ACTIVITY
Continue the passage on George Kent's credit ratings, picking up right after its final sentence.

The assigned ratings reflect George Kent’s conservative capital structure, strong liquidity position and relatively stable water meter manufacturing business that is well supported by a long-standing relationship network, an extended geographical footprint and brand recognition. These strengths are counterbalanced by the susceptibility of its engineering business to construction contract flows as well as cost pressures on raw materials for its water meter manufacturing business that could dent its healthy operating margin.

George Kent has an established presence in the water metering business that involves the manufacture and sale of water meters for the residential, industrial and commercial sectors and providing metering solutions in Malaysia and abroad for about 84 years. Its exports represented about 48% of the metering segment revenue of RM123.5 million in financial year ended January 31, 2020 (FY2020). Operating one of the largest hot brass-forging plants in Southeast Asia, the company currently produces more than two million water meters per annum in addition to valves, fittings and brass products. Its water meter sales have grown at a six-year compound annual growth rate of 4.2% and are expected to provide a stable revenue base to George Kent. Nonetheless, MARC notes that group performance for 9MFY2021 was impacted by the pandemic that resulted in the closure of its manufacturing plant for approximately one month but is fully operational at present. 

For FY2020, the construction segment under its engineering division contributed a sizeable 60% of group revenue of RM335.8 million. Contribution from this segment has declined to less than 48% in 9MFY2021 partly due to the Light Rail Transit Ampang Line Extension (LRT2) project reaching its tail end. Overall outstanding works of RM348.1 million, of which RM294.7 million is from two ongoing hospital projects and the balance works from the LRT2 project as at end-FY2020, provide earnings visibility up to FY2022. George Kent is also involved in the Light Rail Transit Line 3 (LRT3) project through MRCB George Kent Sdn Bhd, a 50:50 joint-venture company with Malaysian Resources Corporation Bhd (MRCB), but as the project has faced some challenges, MARC has not factored in any contribution from the LRT3 project in its rating assessment.

INFORMATION PROVIDED
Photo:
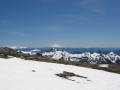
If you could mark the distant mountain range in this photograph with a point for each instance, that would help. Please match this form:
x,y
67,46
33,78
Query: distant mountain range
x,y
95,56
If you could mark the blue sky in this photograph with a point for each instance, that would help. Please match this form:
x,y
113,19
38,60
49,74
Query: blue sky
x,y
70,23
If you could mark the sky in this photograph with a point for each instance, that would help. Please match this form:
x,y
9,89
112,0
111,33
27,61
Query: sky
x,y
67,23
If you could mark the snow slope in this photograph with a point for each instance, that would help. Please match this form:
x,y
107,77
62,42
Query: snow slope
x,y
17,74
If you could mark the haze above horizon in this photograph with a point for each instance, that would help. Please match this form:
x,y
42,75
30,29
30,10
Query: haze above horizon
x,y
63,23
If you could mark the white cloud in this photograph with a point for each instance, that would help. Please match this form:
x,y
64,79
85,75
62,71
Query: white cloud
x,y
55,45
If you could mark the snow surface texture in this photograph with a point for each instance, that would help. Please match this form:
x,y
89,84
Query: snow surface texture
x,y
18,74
...
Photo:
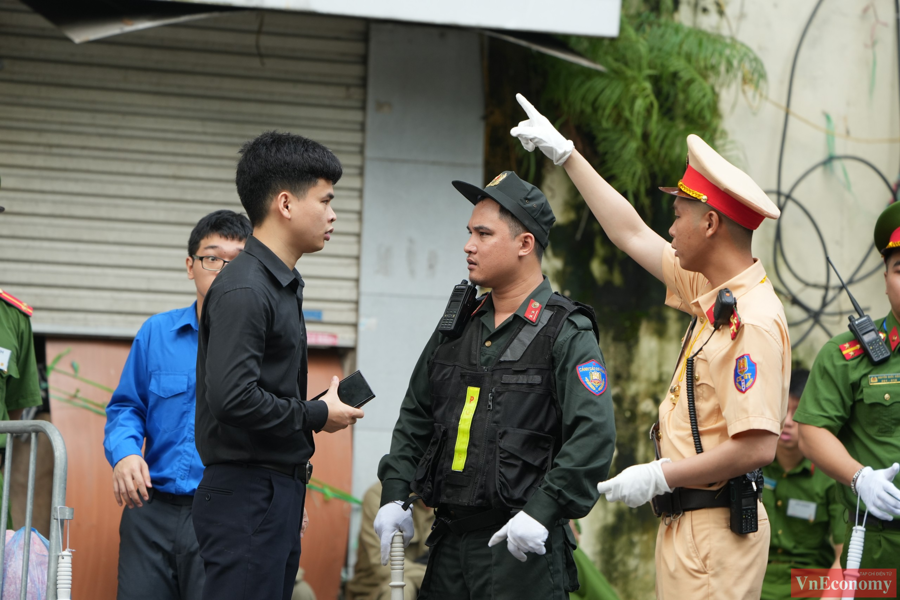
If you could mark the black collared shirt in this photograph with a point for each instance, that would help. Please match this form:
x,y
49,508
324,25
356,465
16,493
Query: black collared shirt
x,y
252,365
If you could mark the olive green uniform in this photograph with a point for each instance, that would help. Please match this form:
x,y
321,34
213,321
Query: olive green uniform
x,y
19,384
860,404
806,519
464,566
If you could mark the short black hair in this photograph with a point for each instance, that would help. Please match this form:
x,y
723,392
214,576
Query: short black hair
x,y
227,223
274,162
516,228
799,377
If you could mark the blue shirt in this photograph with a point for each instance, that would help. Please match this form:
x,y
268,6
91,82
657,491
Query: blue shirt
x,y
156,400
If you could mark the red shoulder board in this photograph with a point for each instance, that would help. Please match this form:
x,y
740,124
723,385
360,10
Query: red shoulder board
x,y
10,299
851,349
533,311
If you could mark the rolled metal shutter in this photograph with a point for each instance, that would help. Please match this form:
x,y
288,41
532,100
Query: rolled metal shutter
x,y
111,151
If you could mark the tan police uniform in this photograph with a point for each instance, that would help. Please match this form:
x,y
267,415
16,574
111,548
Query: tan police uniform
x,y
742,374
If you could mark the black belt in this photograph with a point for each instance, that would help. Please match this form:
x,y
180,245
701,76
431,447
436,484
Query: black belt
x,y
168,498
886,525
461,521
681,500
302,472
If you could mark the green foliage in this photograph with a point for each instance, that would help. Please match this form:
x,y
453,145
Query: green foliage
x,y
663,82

TASK RESPONSE
George Kent’s financial leverage has historically been low with its total debt-to-equity (DE) ratio standing at not more than 0.15x in the last five years.  It had a net cash position of RM123.7 million, with a total debt of RM75.0 million against cash and equivalents of RM198.8 million as at end-October 2020. Its leverage profile could change should the group undertake acquisitions that are largely funded by borrowings to increase its scale. Based on the assumption of a full drawdown of RM500 million under the rated programmes, gearing could increase to around 1.0x and net gearing to about 0.6x (based on the company’s balance sheet as at 9MFY2021). While the rating incorporates some headroom for borrowings to increase given George Kent’s growth strategy, MARC assumes no significant departure from its current leverage profile, and that debt-funded acquisitions will be value accretive and within the group’s core competencies.

Major Rating Factors

Key strengths
  • Low leverage and strong liquidity position; 
  • Lengthy track record in water meter manufacturing business; and
  • Healthy operating margins.
Key risks
  • Construction business segment highly susceptible to external contract flows;
  • Cost pressures from higher raw material prices to weigh on water metering business; and 
  • Debt-funded acquisitions would change leverage profile.